Becta | TechNews
Analysis: Wireless power v2_0
[TN0911, Analysis, Hardware, Wireless, Power technologies]
At a glance
· Mobile devices still need power cords for charging. Proprietary connectors have given rise to a profusion of cables where dissimilar devices are in use.
· Some researchers have a vision of pervasive wireless power, where users would be able to dispense with batteries for mobile hardware.
· Two technologies, conductive and inductive transfer, are well proven and just entering the market.
· Resonant energy transfer is a relatively new field, based on the propagation of magnetic fields between resonant coils, but has been shown to work in laboratories.
· There is no dominant technology and work has only recently begun on relevant standards. Batteries and chargers are likely to predominate for the medium term.
The spaghetti sprawl
The 'wireless office' seems as elusive as the 'paperless office' - just as keyboards became wireless, their cables were replaced with charging connectors for a wide variety of mobile devices. As these wires multiply in teaching space, so confusion mounts and safety risks increase; power consumption may increase too due to the number of transformers plugged in, wasting power while unconnected or supplying power to a device that is already charged.
Rechargeable batteries have helped reduce the number of wires, but it means finding the correct charger or connection when the power is exhausted. It would be so much easier if you could walk into a room and all your gadgets just started charging themselves. If wireless power became pervasive, not only would charging cables become redundant, but batteries would also be irrelevant and a great deal of polluting waste avoided.
Docks and charging cradles are nothing new, but conductive charging pads seek to do away with these. They use metal strips on the pad and charging attachments with carefully positioned contacts to channel power to the hardware. Since a direct electrical connection is made, these pads are virtually 100 per cent efficient in channelling power, although they will lose energy where the mains supply is stepped down and turned into direct current (DC).
Users may fear that this arrangement could give rise to shocks, or suffer from short circuits if a liquid was spilt. However, manufacturers claim that the low power (under 15W at 0.4A), intelligent monitoring and safety cut-outs make conductive pads safe to use.
WildCharge is one of the main proponents of this system, with products already available, but it has licensed its technology to Duracell. The latter intends launching its myGrid range this month. A basic WildCharge pad, which can charge up to four gadgets, costs around £50 (including VAT), while the charging attachments cost between £25 and £35, depending on the device. (Adaptors will only fit a limited number of mobile phones and other gadgets, as many have proprietary charging connectors. Specially designed replacement backs, with connection points embedded, can be purchased for the cases of some phones.)

## RECORDS
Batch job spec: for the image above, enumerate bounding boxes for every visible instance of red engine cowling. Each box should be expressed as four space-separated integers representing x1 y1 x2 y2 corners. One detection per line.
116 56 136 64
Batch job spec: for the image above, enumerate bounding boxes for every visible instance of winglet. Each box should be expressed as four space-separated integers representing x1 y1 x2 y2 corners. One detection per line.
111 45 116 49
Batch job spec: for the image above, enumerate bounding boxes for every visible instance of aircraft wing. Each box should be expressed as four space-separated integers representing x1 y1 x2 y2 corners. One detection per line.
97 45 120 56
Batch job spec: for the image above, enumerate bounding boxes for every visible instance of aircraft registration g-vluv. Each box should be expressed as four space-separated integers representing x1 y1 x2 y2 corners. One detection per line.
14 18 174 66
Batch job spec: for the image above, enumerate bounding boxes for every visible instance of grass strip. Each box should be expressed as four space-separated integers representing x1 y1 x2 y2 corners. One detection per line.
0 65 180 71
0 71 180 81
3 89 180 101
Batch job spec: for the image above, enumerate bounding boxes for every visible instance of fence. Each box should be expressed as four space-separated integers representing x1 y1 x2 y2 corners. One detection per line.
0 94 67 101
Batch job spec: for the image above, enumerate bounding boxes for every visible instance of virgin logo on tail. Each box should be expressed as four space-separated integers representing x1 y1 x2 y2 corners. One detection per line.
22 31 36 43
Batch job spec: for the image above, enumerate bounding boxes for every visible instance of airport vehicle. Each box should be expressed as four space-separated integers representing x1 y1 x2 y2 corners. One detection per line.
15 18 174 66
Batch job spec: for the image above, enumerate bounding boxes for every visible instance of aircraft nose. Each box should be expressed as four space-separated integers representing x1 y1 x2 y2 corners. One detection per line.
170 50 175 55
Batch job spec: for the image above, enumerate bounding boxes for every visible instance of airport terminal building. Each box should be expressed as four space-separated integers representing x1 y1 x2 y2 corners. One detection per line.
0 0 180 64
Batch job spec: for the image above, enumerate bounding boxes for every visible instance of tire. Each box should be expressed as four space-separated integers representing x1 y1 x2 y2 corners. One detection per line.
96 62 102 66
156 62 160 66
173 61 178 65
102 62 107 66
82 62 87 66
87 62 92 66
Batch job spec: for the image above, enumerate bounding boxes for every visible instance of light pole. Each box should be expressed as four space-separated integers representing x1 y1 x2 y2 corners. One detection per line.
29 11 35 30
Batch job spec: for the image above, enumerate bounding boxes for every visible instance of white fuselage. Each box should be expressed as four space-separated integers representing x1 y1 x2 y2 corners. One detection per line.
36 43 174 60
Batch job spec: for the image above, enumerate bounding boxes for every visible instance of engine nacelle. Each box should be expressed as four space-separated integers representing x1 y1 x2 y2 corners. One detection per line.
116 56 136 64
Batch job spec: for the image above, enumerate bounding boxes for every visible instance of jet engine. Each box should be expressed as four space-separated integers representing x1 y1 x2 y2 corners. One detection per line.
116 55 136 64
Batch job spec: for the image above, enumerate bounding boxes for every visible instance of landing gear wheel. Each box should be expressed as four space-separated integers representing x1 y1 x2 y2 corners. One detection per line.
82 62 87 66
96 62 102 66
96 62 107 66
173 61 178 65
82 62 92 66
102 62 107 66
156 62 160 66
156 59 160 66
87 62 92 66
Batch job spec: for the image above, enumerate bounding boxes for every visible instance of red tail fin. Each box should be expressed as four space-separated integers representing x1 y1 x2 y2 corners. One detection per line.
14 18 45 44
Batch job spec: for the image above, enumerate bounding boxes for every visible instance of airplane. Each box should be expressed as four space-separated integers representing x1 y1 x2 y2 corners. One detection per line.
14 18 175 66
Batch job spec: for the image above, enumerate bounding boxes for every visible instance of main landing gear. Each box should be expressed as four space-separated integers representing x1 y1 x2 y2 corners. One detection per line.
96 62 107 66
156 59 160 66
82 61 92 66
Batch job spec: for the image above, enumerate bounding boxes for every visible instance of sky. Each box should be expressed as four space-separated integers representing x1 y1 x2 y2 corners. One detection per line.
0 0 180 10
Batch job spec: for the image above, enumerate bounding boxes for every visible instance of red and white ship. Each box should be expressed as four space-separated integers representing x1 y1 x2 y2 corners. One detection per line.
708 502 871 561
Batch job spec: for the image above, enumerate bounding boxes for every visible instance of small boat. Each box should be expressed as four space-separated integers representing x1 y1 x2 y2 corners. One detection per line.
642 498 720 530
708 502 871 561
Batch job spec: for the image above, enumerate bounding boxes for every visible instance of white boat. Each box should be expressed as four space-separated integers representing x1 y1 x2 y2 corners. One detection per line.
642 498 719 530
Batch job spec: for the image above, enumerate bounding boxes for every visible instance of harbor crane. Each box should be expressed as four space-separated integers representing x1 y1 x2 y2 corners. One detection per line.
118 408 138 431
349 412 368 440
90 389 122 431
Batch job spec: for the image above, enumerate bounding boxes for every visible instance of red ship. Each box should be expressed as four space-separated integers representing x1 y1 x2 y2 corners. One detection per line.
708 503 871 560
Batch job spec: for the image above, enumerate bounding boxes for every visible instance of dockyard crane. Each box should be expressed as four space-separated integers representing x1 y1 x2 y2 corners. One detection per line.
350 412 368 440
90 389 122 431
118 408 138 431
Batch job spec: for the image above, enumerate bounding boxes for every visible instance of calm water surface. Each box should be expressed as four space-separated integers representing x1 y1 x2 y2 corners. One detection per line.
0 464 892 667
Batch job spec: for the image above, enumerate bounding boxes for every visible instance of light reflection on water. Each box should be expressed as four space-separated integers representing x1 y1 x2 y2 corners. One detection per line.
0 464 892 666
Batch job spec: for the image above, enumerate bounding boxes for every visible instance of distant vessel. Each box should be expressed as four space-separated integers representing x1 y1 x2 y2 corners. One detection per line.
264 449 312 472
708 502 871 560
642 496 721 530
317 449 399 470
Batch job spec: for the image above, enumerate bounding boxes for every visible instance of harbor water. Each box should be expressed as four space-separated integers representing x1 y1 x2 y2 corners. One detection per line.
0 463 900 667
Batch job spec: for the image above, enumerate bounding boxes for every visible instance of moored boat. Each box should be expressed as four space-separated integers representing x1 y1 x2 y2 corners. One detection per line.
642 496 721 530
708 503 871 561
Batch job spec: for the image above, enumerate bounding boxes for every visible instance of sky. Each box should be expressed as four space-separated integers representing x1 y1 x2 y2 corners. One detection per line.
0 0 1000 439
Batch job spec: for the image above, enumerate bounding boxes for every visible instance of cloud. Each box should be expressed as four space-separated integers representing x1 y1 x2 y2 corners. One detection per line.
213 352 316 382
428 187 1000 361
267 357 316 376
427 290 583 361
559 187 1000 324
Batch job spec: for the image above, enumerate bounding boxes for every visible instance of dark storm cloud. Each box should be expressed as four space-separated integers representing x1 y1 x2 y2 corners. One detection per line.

## TASK STATEMENT
Extend the wireless power article from the point where it stops. The lines above have no connection to the text about wireless power.

## ANSWER FOR THIS EXERCISE
Because direct contact is made on the pad, no large electrical or radio field is generated, so there should be no interference with other hardware.
Induction is used in the transformers installed in many appliances and power cords for mobile hardware. Induction works on the principle that a coil moving through a magnetic field will produce a current, although the coil can also be motionless and the magnetic field rapidly varied. The two parts of the transformer must be in very close proximity to capture the maximum amount of power because the magnetic field decays rapidly with distance. Inductive power transfer, which has been understood for nearly 200 years, uses exactly the same principles to produce a current in the receiving device.
The coils can be completely sealed in plastic, as the power transfer derives from an electrical field, which almost eliminates the danger of accidental shocks or short circuits. Inductive chargers can readily operate within safety limits required for bathroom appliances, as a number of brands of electrical toothbrushes and razors have demonstrated.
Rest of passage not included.